### WORKING DATA

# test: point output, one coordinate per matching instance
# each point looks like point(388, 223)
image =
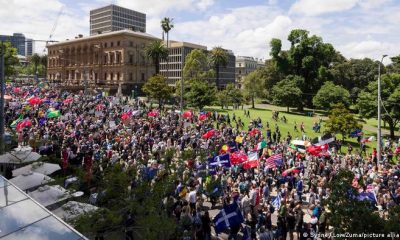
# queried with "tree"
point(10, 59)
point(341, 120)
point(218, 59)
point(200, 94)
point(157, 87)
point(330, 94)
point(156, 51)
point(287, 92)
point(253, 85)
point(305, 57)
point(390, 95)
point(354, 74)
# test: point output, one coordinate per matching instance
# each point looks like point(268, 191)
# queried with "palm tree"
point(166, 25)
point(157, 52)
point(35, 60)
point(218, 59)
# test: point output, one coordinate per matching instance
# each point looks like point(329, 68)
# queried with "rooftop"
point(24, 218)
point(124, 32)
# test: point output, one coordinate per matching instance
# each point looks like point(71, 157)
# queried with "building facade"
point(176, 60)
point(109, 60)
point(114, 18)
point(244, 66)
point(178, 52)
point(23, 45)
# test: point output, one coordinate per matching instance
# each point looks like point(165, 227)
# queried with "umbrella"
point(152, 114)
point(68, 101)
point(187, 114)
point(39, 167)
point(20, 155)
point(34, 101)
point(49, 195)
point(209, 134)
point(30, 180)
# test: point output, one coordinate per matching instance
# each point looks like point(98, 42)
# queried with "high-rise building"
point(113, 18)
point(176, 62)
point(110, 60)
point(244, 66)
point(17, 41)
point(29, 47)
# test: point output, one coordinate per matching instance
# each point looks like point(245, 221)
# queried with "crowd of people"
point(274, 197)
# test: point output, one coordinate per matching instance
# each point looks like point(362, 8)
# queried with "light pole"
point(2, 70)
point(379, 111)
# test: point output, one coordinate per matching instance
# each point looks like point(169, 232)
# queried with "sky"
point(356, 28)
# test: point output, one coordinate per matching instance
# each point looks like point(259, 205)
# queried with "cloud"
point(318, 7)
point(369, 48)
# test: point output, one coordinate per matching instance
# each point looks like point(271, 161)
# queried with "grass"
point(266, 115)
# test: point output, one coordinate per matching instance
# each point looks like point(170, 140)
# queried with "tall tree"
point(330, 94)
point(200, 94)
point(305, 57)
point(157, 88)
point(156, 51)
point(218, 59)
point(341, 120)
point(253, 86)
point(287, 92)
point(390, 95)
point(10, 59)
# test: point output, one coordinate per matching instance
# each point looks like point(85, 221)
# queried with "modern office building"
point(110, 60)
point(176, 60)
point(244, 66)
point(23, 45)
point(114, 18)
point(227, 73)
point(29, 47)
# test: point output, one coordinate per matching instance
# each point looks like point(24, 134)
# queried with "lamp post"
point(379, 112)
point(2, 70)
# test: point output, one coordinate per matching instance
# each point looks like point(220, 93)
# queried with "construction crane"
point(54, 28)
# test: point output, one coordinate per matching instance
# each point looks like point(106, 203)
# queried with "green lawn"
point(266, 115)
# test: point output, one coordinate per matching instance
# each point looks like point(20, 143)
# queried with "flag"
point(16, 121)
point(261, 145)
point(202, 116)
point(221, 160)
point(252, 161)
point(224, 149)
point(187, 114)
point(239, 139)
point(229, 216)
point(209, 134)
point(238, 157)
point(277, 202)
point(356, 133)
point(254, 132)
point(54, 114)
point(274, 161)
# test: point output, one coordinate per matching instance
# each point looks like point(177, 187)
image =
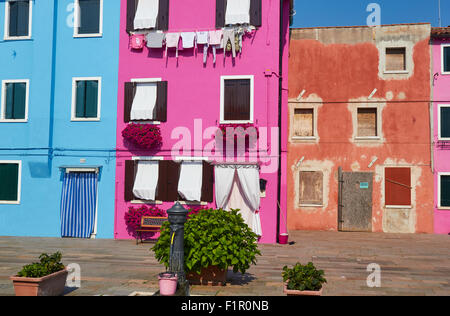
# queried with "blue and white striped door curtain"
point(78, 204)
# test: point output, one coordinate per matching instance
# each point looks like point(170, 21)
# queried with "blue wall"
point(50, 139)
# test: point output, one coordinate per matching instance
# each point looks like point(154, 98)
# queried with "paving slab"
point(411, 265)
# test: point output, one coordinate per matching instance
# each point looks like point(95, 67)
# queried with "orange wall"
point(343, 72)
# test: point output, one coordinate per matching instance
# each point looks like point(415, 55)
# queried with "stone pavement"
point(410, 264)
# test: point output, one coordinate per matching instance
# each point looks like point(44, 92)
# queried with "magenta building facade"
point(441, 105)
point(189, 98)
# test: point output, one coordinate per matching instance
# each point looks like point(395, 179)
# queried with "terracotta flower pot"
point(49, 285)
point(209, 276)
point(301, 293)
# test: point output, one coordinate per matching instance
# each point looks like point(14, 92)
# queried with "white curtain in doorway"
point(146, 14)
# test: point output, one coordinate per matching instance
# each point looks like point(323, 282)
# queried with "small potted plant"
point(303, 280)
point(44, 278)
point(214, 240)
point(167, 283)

######

— WORK INSTRUCTIONS —
Take the listing above and restate it word for word, without its pictures.

— FINAL RESULT —
# test: point output, one coordinate per matching instance
# each point looks like point(388, 223)
image =
# queried with "tree"
point(10, 59)
point(341, 120)
point(218, 59)
point(200, 94)
point(157, 87)
point(330, 94)
point(156, 51)
point(287, 92)
point(253, 85)
point(305, 57)
point(390, 95)
point(354, 74)
# test: point output, one coordinate per matching instance
# each point looks like point(268, 191)
# queried with "palm tree"
point(166, 25)
point(157, 52)
point(35, 60)
point(218, 59)
# test: point output, one coordinate per matching instance
# each point looks like point(329, 68)
# queried with "rooftop"
point(24, 218)
point(124, 32)
# test: point output, one coordinate per matching instance
# each point looks like point(71, 157)
# queried with "building facade"
point(176, 60)
point(109, 60)
point(114, 18)
point(244, 66)
point(178, 52)
point(23, 45)
# test: point output, one coordinate per matching instance
# each point looks like point(165, 227)
# queried with "umbrella"
point(152, 114)
point(68, 101)
point(187, 114)
point(39, 167)
point(20, 155)
point(34, 101)
point(49, 195)
point(209, 134)
point(30, 180)
# test: point output, one coordinate per matching instance
# each point looks like point(98, 42)
# queried with "high-rise building"
point(113, 18)
point(176, 62)
point(110, 60)
point(244, 66)
point(17, 41)
point(29, 47)
# test: point output, one coordinate per matching instance
# each point looks like point(245, 221)
# queried with "crowd of people"
point(274, 197)
# test: point output, one coordinate per matching instance
# each point looks like point(362, 8)
# queried with "light pole"
point(2, 70)
point(379, 111)
# test: point output, one coordinate per matching instance
# each point looks like point(169, 232)
# queried with "sky"
point(356, 28)
# test: point output, one coordinate per matching instance
# each point looks like point(259, 205)
# queried with "cloud"
point(318, 7)
point(369, 48)
# test: point output, one coordinate per matching instance
# each point looks like point(271, 161)
# queried with "grass"
point(266, 115)
# test: point output, one coordinate per matching instance
# each point looks like point(170, 140)
# queried with "tall tree"
point(330, 94)
point(200, 94)
point(305, 57)
point(157, 88)
point(156, 51)
point(218, 59)
point(341, 120)
point(253, 86)
point(287, 92)
point(390, 95)
point(10, 59)
# test: point output, one coordinate per matching instance
# each point looks like point(85, 221)
# queried with "modern office building"
point(110, 60)
point(176, 60)
point(244, 66)
point(23, 45)
point(114, 18)
point(227, 73)
point(29, 47)
# test: point output, one coordinate per matching instance
# each point looks like point(24, 134)
# queried with "lamp post"
point(379, 112)
point(2, 70)
# test: point output, one coordinate per matching instance
# each point looks like point(220, 93)
# queried with "construction crane"
point(54, 28)
# test: point output, one coordinate per matching instance
# each point looks like point(106, 203)
# queried with "green lawn"
point(266, 115)
# test: point output, one coordinate per matching instance
# each point looks like point(20, 143)
# queried with "flag"
point(16, 121)
point(261, 145)
point(202, 116)
point(221, 160)
point(252, 161)
point(224, 149)
point(187, 114)
point(239, 139)
point(229, 216)
point(209, 134)
point(238, 157)
point(277, 202)
point(356, 133)
point(254, 132)
point(54, 114)
point(274, 161)
# test: point output, one coordinate per matching instance
# each point looks like point(177, 187)
image =
# queried with "blue and white striped door curtain"
point(78, 204)
# test: point output, one coordinate per matching instance
# each point looks like point(170, 21)
# queried with "blue wall"
point(50, 139)
# test: point output, one coordinate per matching instance
# each point looks like point(154, 98)
# queried with "paving slab"
point(411, 265)
# test: point output, one coordinate per matching instance
# each point looks like point(95, 67)
# queried with "orange wall"
point(343, 72)
# test: point output, one coordinate per matching instance
# each point looks like point(415, 55)
# queried with "stone pavement"
point(410, 264)
# test: point output, one coordinate per matching instance
# each point looks like point(44, 92)
# queried with "magenta building facade"
point(441, 105)
point(189, 98)
# test: point output, one coordinate per matching instance
# each point looks like point(395, 179)
# queried with "terracotta flower pot"
point(49, 285)
point(209, 276)
point(301, 293)
# test: point output, one coordinate per matching instance
# each point looks like point(14, 92)
# queried with "white curtain in doorway"
point(146, 14)
# test: point output, one coordinate per matching instance
# each point looks like point(323, 282)
# queried with "small potted plant"
point(303, 280)
point(44, 278)
point(214, 240)
point(167, 283)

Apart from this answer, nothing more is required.